### What is asked
Find every line in the entries below that contains the word "eyeglasses" and copy each one out in full.

### Material for this task
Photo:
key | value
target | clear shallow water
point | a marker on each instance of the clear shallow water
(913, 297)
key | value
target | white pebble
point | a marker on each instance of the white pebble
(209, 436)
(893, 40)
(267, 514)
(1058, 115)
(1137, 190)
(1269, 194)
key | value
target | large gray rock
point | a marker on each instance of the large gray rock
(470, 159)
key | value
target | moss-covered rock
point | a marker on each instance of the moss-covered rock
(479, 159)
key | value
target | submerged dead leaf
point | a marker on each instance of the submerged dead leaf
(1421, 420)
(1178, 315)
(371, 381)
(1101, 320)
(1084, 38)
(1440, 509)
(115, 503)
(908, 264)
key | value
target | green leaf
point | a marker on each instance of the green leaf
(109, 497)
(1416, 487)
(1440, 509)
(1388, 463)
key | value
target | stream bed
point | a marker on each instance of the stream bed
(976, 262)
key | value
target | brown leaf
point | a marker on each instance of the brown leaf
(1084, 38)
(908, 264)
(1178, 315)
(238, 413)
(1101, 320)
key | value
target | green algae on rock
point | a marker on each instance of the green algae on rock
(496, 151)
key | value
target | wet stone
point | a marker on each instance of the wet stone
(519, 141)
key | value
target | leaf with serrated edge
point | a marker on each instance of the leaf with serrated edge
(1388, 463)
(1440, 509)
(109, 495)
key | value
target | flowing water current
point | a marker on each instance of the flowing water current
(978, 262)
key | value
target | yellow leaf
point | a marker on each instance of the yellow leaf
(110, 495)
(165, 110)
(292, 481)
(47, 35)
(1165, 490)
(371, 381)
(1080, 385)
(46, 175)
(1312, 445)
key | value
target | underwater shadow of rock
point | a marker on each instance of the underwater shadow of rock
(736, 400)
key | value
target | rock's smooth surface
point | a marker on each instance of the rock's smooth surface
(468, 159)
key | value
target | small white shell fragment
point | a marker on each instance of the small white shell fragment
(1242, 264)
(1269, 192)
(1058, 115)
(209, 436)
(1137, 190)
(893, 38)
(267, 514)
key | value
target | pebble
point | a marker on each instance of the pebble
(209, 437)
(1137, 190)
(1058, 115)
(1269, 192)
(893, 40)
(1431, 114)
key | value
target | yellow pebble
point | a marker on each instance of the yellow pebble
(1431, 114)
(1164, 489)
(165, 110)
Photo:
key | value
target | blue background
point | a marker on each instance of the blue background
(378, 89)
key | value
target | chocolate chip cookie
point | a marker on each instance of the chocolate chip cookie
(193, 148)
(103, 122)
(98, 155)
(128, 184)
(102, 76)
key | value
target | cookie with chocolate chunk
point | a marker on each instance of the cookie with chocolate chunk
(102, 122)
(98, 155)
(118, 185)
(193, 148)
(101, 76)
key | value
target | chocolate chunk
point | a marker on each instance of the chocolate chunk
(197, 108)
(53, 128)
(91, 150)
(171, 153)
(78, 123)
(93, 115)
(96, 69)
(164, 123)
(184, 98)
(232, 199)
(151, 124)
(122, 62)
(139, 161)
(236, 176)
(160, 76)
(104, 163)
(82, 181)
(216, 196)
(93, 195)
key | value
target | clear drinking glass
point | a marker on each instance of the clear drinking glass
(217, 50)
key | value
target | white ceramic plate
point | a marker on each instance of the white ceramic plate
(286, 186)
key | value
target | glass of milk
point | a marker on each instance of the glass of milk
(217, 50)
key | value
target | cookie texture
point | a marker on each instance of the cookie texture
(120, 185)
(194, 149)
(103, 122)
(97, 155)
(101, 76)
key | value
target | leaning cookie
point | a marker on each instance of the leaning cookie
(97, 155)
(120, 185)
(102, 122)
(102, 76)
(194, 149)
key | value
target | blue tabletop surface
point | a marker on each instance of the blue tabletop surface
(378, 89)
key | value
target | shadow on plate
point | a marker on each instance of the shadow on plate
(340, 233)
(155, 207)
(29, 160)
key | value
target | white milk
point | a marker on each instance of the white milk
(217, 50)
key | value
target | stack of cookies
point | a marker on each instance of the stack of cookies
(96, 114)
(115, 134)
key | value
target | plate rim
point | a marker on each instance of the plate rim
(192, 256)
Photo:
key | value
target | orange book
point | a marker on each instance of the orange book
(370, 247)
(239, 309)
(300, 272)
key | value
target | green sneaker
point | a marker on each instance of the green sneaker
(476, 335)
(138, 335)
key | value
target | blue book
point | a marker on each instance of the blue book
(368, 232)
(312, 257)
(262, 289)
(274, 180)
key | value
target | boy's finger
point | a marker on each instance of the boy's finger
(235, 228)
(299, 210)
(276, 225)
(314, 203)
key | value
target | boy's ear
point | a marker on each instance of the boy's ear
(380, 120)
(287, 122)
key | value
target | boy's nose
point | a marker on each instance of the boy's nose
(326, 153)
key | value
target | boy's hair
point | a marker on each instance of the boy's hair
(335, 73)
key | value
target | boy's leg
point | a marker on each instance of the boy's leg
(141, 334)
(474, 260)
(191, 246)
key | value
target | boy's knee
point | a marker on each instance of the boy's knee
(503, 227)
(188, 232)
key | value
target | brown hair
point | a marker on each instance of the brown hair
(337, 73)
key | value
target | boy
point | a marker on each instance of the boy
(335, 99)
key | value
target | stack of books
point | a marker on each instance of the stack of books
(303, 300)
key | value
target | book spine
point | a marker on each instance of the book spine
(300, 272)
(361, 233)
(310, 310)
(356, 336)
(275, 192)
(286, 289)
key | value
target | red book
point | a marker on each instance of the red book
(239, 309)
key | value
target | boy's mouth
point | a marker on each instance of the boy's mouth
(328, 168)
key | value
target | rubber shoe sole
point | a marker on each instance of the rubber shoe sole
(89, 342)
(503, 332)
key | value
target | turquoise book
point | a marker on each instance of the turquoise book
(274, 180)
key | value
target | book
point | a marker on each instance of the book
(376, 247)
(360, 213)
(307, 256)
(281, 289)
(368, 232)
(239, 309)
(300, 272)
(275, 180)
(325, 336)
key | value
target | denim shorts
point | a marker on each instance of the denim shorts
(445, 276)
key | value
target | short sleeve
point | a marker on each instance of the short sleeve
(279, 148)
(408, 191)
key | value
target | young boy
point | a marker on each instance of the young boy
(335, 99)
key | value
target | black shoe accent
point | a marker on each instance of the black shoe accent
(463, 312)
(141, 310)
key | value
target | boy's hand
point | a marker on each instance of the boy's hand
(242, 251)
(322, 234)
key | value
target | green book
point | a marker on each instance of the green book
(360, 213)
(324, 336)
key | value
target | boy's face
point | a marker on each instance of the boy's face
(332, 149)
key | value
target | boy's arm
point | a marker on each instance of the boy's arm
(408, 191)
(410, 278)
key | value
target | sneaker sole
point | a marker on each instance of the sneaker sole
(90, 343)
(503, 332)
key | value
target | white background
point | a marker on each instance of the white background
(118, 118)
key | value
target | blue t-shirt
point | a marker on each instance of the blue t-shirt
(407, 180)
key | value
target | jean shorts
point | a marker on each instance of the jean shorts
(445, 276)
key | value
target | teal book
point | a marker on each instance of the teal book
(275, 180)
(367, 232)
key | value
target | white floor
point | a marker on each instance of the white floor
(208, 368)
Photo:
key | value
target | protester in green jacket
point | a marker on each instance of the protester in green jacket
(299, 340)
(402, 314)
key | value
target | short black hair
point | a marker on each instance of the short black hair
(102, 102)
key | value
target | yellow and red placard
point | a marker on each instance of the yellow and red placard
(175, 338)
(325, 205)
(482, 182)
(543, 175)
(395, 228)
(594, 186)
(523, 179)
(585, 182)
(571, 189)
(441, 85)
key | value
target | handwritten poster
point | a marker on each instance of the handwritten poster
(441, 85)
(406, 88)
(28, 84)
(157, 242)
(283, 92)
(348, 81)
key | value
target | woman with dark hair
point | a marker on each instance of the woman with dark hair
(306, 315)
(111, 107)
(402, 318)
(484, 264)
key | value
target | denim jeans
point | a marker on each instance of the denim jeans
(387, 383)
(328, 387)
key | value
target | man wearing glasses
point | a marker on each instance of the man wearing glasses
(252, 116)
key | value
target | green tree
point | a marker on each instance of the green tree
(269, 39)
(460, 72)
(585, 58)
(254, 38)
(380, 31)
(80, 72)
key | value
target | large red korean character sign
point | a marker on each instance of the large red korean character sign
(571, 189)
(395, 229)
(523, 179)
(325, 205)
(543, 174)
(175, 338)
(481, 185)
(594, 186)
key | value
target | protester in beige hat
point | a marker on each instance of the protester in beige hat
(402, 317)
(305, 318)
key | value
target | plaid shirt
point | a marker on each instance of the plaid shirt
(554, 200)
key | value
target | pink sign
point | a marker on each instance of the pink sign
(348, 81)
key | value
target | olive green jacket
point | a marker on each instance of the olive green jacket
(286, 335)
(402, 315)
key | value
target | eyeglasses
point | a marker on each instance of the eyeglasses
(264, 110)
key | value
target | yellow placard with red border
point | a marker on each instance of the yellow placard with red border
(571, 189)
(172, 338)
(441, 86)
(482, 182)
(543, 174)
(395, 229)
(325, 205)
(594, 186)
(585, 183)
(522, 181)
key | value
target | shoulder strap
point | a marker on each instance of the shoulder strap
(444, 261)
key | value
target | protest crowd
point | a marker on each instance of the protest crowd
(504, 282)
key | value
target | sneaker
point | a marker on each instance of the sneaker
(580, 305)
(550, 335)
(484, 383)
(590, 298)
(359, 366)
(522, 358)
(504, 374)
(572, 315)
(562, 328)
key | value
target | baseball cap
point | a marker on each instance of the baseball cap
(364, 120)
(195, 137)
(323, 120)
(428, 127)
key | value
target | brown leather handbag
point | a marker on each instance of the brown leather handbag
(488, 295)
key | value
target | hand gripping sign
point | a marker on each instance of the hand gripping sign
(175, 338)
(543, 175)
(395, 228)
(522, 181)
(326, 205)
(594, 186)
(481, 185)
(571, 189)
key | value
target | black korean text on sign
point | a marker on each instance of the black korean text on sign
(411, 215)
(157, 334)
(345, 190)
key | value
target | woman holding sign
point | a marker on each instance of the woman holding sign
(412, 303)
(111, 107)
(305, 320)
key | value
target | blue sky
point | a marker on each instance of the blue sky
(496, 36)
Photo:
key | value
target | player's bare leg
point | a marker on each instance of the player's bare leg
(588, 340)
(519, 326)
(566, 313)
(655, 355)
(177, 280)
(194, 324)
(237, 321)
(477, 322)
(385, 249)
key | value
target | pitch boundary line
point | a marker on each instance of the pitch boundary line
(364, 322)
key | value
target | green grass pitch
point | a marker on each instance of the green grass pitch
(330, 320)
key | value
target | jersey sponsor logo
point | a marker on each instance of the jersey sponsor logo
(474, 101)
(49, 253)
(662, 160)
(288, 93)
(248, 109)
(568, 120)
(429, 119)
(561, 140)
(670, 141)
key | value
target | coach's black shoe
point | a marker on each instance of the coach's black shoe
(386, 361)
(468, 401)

### Complete answer
target | eyeglasses
point | a marker on each instance of the eyeglasses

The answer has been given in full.